### To do
Edit the material below so that every "Reply:" becomes "Answer:", with everything else left unchanged.

Pointing records:

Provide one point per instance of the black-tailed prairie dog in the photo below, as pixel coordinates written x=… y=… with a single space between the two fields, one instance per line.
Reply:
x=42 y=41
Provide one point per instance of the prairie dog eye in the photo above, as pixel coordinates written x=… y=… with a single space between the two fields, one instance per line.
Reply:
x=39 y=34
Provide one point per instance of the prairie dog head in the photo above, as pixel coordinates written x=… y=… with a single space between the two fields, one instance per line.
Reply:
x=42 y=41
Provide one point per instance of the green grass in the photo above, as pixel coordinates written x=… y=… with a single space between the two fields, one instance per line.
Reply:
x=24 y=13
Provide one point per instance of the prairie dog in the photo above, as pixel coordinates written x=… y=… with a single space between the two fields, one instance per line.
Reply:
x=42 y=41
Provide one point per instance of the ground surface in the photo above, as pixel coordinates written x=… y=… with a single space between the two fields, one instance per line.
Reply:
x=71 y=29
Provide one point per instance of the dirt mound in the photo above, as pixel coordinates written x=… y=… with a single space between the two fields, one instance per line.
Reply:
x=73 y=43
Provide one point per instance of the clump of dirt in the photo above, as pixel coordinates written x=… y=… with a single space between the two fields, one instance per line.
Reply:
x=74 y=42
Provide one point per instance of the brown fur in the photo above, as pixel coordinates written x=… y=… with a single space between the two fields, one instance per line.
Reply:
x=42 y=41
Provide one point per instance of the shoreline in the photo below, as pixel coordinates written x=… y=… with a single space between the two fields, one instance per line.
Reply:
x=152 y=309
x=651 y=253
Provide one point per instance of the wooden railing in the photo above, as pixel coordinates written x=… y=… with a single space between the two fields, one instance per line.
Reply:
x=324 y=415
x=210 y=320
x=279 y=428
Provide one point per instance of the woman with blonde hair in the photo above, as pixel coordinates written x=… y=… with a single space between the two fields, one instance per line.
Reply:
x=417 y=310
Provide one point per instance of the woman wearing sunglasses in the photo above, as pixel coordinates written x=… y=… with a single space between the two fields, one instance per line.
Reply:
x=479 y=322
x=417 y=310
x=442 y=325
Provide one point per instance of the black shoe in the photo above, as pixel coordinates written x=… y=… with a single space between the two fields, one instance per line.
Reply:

### Result of this exercise
Provide one point per instance of the black-tailed prairie dog in the photo below, as pixel coordinates written x=… y=… with a single space between the two fields, one instance per line.
Answer:
x=42 y=41
Provide one point per instance of the prairie dog eye in the photo above, as pixel coordinates written x=… y=… with a single space between the two fields, one instance per line.
Answer:
x=39 y=34
Provide one point per instance of the prairie dog head in the photo above, as pixel coordinates written x=… y=… with a single space between the two fields, one instance per line.
Answer:
x=42 y=41
Provide one point per instance of the green grass in the photo above, as pixel coordinates written x=… y=… with a single space between the two fields, one instance per line.
Answer:
x=24 y=13
Provide one point per instance of the prairie dog in the photo above, as pixel coordinates written x=… y=… with a single space between the two fields, one instance per line.
Answer:
x=42 y=41
Provide one point per instance of the ground surface in the photo above, as pixel coordinates written x=… y=… with a single space between the two fields, one instance per line.
Answer:
x=71 y=29
Provide one point per instance of the dirt mound in the photo above, as pixel coordinates written x=… y=… with a single space between the two fields, one instance per line.
Answer:
x=73 y=43
Provide one point per instance of the clump of dirt in the photo above, as pixel coordinates written x=… y=… with a single space between the two fields, one instance per line.
Answer:
x=74 y=42
Provide one point per instance of the brown fur in the photo above, as pixel coordinates written x=… y=… with a single space between the two fields, one instance per line.
Answer:
x=42 y=41
Provide one point per instance of the shoreline in the photo below, as pixel coordinates written x=… y=… with a single space between the two fields, one instance per line.
Answer:
x=152 y=309
x=651 y=253
Provide one point per instance of the wooden railing in the photo above, as pixel coordinates written x=… y=… with a single space between the two fields, one instance per line.
Answer:
x=324 y=415
x=210 y=320
x=279 y=428
Provide one point per instance of the woman with blonde hair in the photo above, as pixel coordinates written x=… y=… with a single space between the two fields, one instance per line.
Answer:
x=417 y=310
Provide one point per instance of the woman wearing sunglasses in the photo above, as pixel coordinates written x=… y=… with a single space between the two fields, one instance per line.
Answer:
x=479 y=322
x=417 y=310
x=442 y=325
Provide one point per instance of the black shoe in the photo above, as pixel coordinates written x=… y=… with a single space between the two fields, one instance per line.
Answer:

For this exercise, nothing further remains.